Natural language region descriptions
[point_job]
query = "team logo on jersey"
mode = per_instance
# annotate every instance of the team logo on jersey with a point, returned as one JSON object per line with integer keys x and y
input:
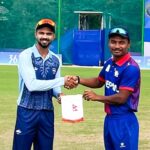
{"x": 54, "y": 70}
{"x": 122, "y": 145}
{"x": 116, "y": 73}
{"x": 111, "y": 85}
{"x": 108, "y": 68}
{"x": 18, "y": 131}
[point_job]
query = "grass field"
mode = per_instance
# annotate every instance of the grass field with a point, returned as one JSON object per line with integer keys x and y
{"x": 87, "y": 135}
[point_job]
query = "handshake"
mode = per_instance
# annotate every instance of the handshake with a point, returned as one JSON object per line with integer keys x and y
{"x": 71, "y": 81}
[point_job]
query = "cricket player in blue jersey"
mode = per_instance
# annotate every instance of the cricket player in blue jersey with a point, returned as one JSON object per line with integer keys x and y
{"x": 121, "y": 77}
{"x": 39, "y": 81}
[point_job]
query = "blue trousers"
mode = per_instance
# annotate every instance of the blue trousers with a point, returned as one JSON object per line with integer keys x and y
{"x": 33, "y": 127}
{"x": 121, "y": 132}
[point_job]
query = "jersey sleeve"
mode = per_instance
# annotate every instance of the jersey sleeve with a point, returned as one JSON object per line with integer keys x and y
{"x": 130, "y": 78}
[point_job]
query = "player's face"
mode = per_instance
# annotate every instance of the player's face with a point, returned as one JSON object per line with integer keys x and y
{"x": 118, "y": 46}
{"x": 44, "y": 37}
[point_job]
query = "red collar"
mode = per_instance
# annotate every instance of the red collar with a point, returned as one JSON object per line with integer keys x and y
{"x": 123, "y": 59}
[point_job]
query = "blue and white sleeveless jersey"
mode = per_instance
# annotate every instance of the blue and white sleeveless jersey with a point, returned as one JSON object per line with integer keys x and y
{"x": 39, "y": 79}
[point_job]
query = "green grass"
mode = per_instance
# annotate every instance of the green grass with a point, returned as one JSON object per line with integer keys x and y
{"x": 87, "y": 135}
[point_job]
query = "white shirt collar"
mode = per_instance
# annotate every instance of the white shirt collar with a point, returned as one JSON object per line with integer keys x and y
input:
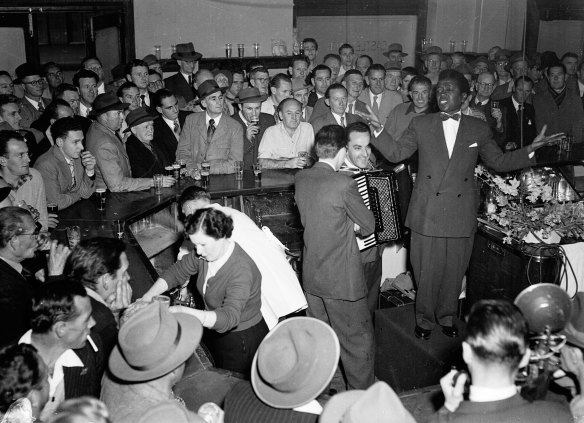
{"x": 67, "y": 359}
{"x": 483, "y": 394}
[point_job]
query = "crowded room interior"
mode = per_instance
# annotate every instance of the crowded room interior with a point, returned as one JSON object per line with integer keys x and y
{"x": 291, "y": 211}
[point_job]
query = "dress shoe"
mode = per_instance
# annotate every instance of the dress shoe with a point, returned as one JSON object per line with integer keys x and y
{"x": 450, "y": 331}
{"x": 422, "y": 333}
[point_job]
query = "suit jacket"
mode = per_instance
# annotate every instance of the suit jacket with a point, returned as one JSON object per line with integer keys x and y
{"x": 16, "y": 292}
{"x": 512, "y": 125}
{"x": 28, "y": 112}
{"x": 389, "y": 100}
{"x": 113, "y": 165}
{"x": 164, "y": 139}
{"x": 568, "y": 117}
{"x": 179, "y": 86}
{"x": 250, "y": 148}
{"x": 329, "y": 119}
{"x": 144, "y": 163}
{"x": 222, "y": 152}
{"x": 330, "y": 205}
{"x": 514, "y": 409}
{"x": 59, "y": 186}
{"x": 320, "y": 108}
{"x": 105, "y": 326}
{"x": 445, "y": 197}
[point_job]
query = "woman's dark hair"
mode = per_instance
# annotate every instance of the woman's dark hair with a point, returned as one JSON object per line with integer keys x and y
{"x": 20, "y": 373}
{"x": 93, "y": 258}
{"x": 211, "y": 222}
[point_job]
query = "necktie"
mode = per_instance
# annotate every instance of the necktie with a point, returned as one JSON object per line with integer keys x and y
{"x": 446, "y": 116}
{"x": 72, "y": 169}
{"x": 375, "y": 106}
{"x": 210, "y": 130}
{"x": 176, "y": 128}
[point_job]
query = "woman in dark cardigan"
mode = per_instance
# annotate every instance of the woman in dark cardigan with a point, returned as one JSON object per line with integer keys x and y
{"x": 230, "y": 283}
{"x": 144, "y": 158}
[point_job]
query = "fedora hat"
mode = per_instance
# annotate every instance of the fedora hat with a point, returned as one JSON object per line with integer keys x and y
{"x": 153, "y": 342}
{"x": 295, "y": 362}
{"x": 250, "y": 95}
{"x": 209, "y": 87}
{"x": 138, "y": 116}
{"x": 169, "y": 412}
{"x": 395, "y": 47}
{"x": 377, "y": 404}
{"x": 299, "y": 84}
{"x": 106, "y": 102}
{"x": 24, "y": 70}
{"x": 186, "y": 52}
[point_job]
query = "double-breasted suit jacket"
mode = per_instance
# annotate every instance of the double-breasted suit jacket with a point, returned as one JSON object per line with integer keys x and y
{"x": 445, "y": 196}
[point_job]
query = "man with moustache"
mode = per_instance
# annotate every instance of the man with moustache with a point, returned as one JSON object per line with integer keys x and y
{"x": 442, "y": 211}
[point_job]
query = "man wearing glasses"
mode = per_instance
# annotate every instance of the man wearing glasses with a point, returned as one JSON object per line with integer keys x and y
{"x": 32, "y": 105}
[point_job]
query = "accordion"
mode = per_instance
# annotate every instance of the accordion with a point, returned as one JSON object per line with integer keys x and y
{"x": 380, "y": 194}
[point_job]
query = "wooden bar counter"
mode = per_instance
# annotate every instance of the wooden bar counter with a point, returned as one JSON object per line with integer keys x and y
{"x": 125, "y": 209}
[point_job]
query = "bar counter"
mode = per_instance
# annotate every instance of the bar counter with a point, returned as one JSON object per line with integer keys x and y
{"x": 124, "y": 209}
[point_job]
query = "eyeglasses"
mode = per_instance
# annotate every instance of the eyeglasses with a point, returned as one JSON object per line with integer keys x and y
{"x": 36, "y": 83}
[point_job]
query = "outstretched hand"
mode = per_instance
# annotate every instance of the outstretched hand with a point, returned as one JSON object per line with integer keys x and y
{"x": 542, "y": 140}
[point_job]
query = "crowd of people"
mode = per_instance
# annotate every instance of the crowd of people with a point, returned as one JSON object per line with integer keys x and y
{"x": 72, "y": 332}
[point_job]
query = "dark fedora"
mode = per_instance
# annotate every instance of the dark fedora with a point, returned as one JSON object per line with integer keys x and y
{"x": 186, "y": 52}
{"x": 393, "y": 48}
{"x": 250, "y": 95}
{"x": 24, "y": 70}
{"x": 138, "y": 116}
{"x": 107, "y": 102}
{"x": 209, "y": 87}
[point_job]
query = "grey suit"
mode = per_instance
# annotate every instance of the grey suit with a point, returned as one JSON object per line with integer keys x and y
{"x": 59, "y": 186}
{"x": 222, "y": 151}
{"x": 113, "y": 165}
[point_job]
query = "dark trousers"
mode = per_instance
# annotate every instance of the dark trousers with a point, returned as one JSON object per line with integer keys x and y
{"x": 372, "y": 271}
{"x": 439, "y": 265}
{"x": 352, "y": 323}
{"x": 235, "y": 350}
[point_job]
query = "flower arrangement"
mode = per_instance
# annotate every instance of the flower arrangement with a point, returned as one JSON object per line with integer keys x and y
{"x": 522, "y": 209}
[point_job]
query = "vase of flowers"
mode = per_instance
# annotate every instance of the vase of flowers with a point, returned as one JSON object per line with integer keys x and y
{"x": 527, "y": 207}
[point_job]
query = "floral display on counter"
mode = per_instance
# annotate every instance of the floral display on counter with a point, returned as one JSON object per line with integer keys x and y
{"x": 531, "y": 205}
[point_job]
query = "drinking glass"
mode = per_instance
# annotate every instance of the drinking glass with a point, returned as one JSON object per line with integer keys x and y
{"x": 73, "y": 236}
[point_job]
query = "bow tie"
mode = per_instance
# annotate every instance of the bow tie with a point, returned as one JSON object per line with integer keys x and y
{"x": 446, "y": 116}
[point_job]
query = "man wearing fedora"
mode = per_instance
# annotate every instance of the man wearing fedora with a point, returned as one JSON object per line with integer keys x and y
{"x": 293, "y": 366}
{"x": 168, "y": 125}
{"x": 104, "y": 142}
{"x": 396, "y": 55}
{"x": 32, "y": 104}
{"x": 211, "y": 135}
{"x": 183, "y": 82}
{"x": 253, "y": 122}
{"x": 68, "y": 171}
{"x": 149, "y": 359}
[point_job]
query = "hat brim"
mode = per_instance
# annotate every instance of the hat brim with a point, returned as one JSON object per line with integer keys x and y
{"x": 189, "y": 56}
{"x": 117, "y": 106}
{"x": 254, "y": 99}
{"x": 338, "y": 405}
{"x": 387, "y": 53}
{"x": 143, "y": 119}
{"x": 190, "y": 337}
{"x": 326, "y": 351}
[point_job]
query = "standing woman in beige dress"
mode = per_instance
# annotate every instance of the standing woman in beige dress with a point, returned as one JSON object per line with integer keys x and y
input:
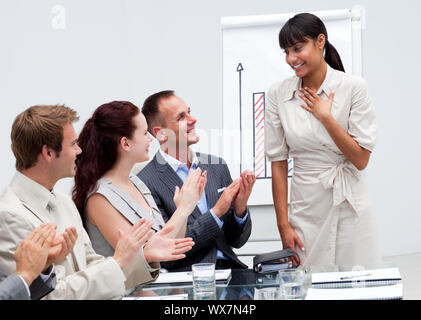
{"x": 323, "y": 118}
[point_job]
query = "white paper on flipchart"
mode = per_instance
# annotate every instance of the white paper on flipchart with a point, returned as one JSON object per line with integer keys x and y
{"x": 253, "y": 42}
{"x": 377, "y": 274}
{"x": 366, "y": 293}
{"x": 185, "y": 277}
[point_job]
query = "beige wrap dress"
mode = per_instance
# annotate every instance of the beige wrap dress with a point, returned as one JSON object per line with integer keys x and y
{"x": 330, "y": 206}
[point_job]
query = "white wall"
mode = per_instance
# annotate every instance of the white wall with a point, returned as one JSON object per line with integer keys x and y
{"x": 112, "y": 50}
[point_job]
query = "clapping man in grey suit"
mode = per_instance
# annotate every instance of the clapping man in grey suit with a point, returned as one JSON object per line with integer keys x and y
{"x": 31, "y": 256}
{"x": 221, "y": 219}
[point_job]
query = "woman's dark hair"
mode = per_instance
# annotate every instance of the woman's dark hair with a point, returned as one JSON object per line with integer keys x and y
{"x": 99, "y": 140}
{"x": 308, "y": 25}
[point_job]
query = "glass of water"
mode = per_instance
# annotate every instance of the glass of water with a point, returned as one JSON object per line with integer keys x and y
{"x": 291, "y": 283}
{"x": 204, "y": 280}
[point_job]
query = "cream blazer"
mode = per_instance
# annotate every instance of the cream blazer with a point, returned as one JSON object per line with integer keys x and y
{"x": 83, "y": 274}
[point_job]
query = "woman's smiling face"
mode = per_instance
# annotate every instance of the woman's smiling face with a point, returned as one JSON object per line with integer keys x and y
{"x": 305, "y": 57}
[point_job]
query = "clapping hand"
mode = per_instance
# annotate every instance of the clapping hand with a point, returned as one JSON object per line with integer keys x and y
{"x": 129, "y": 243}
{"x": 161, "y": 247}
{"x": 62, "y": 245}
{"x": 32, "y": 253}
{"x": 247, "y": 181}
{"x": 192, "y": 190}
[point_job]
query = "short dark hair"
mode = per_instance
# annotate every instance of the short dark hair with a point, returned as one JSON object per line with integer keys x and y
{"x": 151, "y": 111}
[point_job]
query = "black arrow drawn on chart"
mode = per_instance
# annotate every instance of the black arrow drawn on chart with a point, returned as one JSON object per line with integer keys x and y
{"x": 239, "y": 70}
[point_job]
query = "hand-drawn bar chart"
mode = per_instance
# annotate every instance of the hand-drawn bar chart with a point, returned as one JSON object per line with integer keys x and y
{"x": 260, "y": 161}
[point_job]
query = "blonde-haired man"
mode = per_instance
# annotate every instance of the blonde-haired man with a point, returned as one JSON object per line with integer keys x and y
{"x": 44, "y": 144}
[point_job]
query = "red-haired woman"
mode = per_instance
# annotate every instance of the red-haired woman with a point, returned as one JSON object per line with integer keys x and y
{"x": 109, "y": 198}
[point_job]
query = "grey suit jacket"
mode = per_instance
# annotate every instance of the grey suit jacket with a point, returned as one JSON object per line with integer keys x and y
{"x": 208, "y": 237}
{"x": 12, "y": 288}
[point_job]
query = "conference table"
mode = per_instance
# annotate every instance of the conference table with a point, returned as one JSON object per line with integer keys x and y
{"x": 240, "y": 286}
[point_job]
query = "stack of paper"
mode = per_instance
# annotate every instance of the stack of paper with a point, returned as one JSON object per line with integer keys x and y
{"x": 392, "y": 292}
{"x": 186, "y": 277}
{"x": 352, "y": 279}
{"x": 181, "y": 296}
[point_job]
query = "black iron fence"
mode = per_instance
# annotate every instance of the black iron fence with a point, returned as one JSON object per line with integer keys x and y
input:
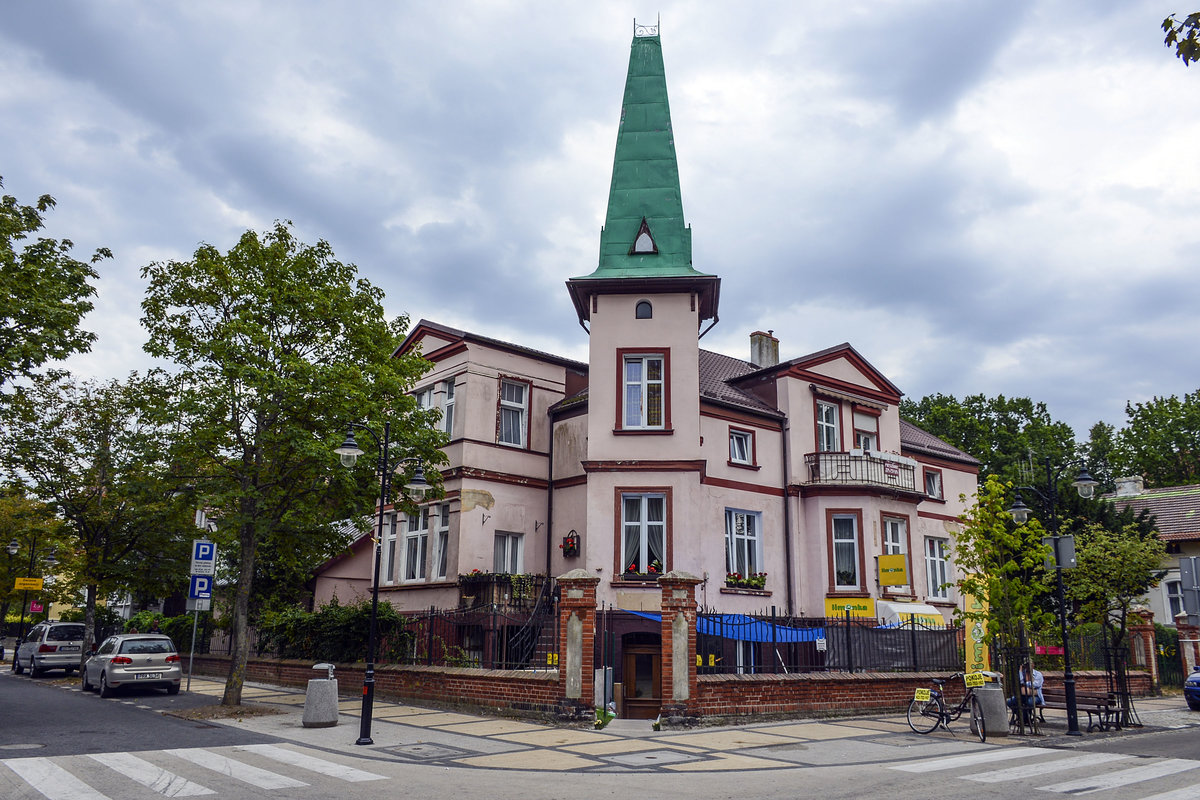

What to produce: Give the count, and only the count, of lines in these records that hold the string "iron".

Reply to the task: 2